== Segment start ==

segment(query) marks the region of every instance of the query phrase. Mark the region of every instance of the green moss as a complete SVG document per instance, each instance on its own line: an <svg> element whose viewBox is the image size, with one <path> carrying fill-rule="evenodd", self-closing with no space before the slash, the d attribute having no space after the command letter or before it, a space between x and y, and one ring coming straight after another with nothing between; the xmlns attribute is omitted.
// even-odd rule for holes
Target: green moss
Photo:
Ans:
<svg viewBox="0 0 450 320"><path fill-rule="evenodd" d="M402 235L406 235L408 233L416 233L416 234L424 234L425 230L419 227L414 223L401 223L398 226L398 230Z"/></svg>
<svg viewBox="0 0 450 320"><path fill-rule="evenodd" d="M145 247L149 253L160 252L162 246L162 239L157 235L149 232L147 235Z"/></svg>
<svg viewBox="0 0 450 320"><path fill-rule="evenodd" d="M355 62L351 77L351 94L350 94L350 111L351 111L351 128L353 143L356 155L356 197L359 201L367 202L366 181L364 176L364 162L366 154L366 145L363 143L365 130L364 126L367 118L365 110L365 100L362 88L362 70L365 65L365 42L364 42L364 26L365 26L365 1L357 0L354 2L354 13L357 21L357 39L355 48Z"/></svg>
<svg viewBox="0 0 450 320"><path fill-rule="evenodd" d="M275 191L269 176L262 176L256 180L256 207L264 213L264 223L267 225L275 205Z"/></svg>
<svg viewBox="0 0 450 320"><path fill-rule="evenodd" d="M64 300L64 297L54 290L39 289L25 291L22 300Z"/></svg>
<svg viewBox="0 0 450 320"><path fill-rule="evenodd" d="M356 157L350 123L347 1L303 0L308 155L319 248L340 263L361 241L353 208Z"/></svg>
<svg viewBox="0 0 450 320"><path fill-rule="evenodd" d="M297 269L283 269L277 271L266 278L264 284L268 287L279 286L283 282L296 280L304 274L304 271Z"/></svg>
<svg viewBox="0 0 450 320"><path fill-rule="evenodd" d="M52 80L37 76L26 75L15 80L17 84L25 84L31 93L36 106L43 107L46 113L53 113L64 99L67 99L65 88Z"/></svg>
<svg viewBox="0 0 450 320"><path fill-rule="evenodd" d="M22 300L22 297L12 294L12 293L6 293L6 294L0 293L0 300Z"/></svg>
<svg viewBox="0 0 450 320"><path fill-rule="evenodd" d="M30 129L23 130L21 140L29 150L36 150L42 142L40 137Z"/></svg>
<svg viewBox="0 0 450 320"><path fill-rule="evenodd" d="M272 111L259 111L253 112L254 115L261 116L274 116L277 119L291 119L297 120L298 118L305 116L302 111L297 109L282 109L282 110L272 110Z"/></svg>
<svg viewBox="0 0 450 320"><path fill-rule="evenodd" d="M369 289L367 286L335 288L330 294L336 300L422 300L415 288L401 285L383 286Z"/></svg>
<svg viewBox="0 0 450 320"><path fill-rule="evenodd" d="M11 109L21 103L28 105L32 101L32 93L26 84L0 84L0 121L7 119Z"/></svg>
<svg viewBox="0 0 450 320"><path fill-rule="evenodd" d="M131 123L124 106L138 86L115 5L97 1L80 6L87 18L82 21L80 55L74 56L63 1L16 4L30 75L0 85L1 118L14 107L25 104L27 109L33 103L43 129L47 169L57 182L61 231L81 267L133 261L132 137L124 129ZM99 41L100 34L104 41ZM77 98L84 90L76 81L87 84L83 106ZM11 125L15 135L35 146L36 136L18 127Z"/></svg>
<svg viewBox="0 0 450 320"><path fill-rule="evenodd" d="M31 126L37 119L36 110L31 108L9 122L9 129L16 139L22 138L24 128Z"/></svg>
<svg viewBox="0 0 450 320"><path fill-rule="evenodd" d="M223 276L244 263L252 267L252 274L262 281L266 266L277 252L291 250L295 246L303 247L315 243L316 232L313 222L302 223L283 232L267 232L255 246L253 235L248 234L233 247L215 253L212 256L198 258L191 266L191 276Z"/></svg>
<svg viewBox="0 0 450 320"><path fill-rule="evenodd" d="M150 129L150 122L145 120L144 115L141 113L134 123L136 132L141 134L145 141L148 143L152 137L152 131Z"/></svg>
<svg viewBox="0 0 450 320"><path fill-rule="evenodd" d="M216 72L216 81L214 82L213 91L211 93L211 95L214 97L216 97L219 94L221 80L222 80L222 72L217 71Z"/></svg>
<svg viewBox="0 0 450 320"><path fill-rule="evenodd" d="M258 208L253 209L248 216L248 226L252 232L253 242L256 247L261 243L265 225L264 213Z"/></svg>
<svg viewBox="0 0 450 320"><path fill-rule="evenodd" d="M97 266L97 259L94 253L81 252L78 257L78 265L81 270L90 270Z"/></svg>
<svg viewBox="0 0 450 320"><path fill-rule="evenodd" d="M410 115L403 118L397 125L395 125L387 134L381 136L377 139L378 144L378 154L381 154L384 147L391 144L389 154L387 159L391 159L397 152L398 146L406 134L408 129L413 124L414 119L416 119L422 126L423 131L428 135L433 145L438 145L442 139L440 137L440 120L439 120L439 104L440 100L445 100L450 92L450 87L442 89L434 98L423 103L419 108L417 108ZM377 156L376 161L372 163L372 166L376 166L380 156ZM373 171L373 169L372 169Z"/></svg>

== Segment end ==

Brief -
Each line of the records must be reproduced exactly.

Reply to the task -
segment(query) marks the region of every instance of the query phrase. Mark the region of every instance of the green moss as a complete SVG document per instance, each instance on its own line: an <svg> element whose viewBox is the image size, with one <path> carrying fill-rule="evenodd", self-closing with no space before the slash, the d attribute having no space after the command letter or before it, a space between x and y, and one ring coming straight after another with nothing between; the xmlns attribute is omitted.
// even-odd rule for holes
Target: green moss
Photo:
Ans:
<svg viewBox="0 0 450 320"><path fill-rule="evenodd" d="M402 235L406 235L408 233L416 233L416 234L424 234L425 230L419 227L414 223L401 223L398 226L398 230Z"/></svg>
<svg viewBox="0 0 450 320"><path fill-rule="evenodd" d="M145 247L149 253L160 252L162 246L162 239L157 235L149 232L147 235Z"/></svg>
<svg viewBox="0 0 450 320"><path fill-rule="evenodd" d="M355 62L351 77L351 94L350 94L350 111L351 111L351 128L353 143L356 155L356 197L359 201L367 202L366 181L364 176L364 162L366 154L366 145L363 143L365 130L364 126L367 118L365 110L365 100L362 88L362 70L365 65L365 42L364 42L364 26L365 26L365 1L357 0L354 2L354 13L357 21L357 39L355 48Z"/></svg>
<svg viewBox="0 0 450 320"><path fill-rule="evenodd" d="M275 191L269 176L262 176L256 180L256 207L264 213L264 223L267 225L275 205Z"/></svg>
<svg viewBox="0 0 450 320"><path fill-rule="evenodd" d="M64 300L64 297L54 290L39 289L25 291L22 300Z"/></svg>
<svg viewBox="0 0 450 320"><path fill-rule="evenodd" d="M356 157L350 123L347 1L303 0L308 155L319 248L340 263L361 241L353 208Z"/></svg>
<svg viewBox="0 0 450 320"><path fill-rule="evenodd" d="M297 269L283 269L277 271L266 278L264 284L268 287L279 286L283 282L296 280L304 274L304 271Z"/></svg>
<svg viewBox="0 0 450 320"><path fill-rule="evenodd" d="M52 80L37 76L26 75L15 80L17 84L25 84L31 93L36 106L43 107L46 113L53 113L64 99L67 99L65 88Z"/></svg>
<svg viewBox="0 0 450 320"><path fill-rule="evenodd" d="M22 300L22 297L12 294L12 293L6 293L6 294L0 293L0 300Z"/></svg>
<svg viewBox="0 0 450 320"><path fill-rule="evenodd" d="M30 129L23 130L21 140L29 150L36 150L42 142L40 137Z"/></svg>
<svg viewBox="0 0 450 320"><path fill-rule="evenodd" d="M272 111L259 111L253 112L254 115L261 116L274 116L277 119L291 119L297 120L298 118L305 116L302 111L297 109L282 109L282 110L272 110Z"/></svg>
<svg viewBox="0 0 450 320"><path fill-rule="evenodd" d="M369 289L367 286L335 288L330 294L336 300L422 300L415 288L401 285L383 286Z"/></svg>
<svg viewBox="0 0 450 320"><path fill-rule="evenodd" d="M11 109L21 103L28 105L32 101L32 93L26 84L0 84L0 121L7 119Z"/></svg>
<svg viewBox="0 0 450 320"><path fill-rule="evenodd" d="M131 123L124 106L138 86L115 5L97 1L80 6L87 18L82 21L80 55L74 56L63 1L16 4L30 75L0 85L1 118L14 107L25 104L27 109L33 103L43 129L47 169L57 182L61 231L81 267L133 261L132 137L124 129ZM99 41L100 34L104 41ZM77 98L84 90L76 81L87 84L83 106ZM11 125L15 135L35 146L36 136L18 127Z"/></svg>
<svg viewBox="0 0 450 320"><path fill-rule="evenodd" d="M31 126L37 119L36 110L31 108L9 122L9 129L16 139L22 138L24 128Z"/></svg>
<svg viewBox="0 0 450 320"><path fill-rule="evenodd" d="M223 276L244 263L252 267L252 274L262 281L266 266L277 252L291 250L295 246L303 247L315 243L316 232L313 222L302 223L283 232L267 232L255 246L253 235L248 234L233 247L215 253L212 256L198 258L191 266L191 276Z"/></svg>
<svg viewBox="0 0 450 320"><path fill-rule="evenodd" d="M150 129L150 122L145 120L144 115L141 113L134 123L136 132L141 134L145 141L148 143L152 137L152 131Z"/></svg>
<svg viewBox="0 0 450 320"><path fill-rule="evenodd" d="M216 72L216 81L214 82L213 91L211 93L211 95L214 97L216 97L219 94L221 80L222 80L222 72L217 71Z"/></svg>
<svg viewBox="0 0 450 320"><path fill-rule="evenodd" d="M258 208L253 209L248 216L248 226L252 232L253 242L256 247L261 243L265 225L264 213Z"/></svg>
<svg viewBox="0 0 450 320"><path fill-rule="evenodd" d="M97 266L97 259L94 253L81 252L78 257L78 265L81 270L90 270Z"/></svg>
<svg viewBox="0 0 450 320"><path fill-rule="evenodd" d="M410 115L403 118L397 125L395 125L387 134L381 136L377 139L378 144L378 154L381 154L384 147L391 144L389 154L387 159L391 159L397 152L398 146L406 134L408 129L413 124L414 119L416 119L422 126L423 131L428 135L433 145L438 145L442 139L440 137L440 120L439 120L439 104L440 100L445 100L450 92L450 87L442 89L434 98L423 103L419 108L417 108ZM377 156L376 161L372 163L372 166L376 166L380 156ZM373 171L373 169L372 169Z"/></svg>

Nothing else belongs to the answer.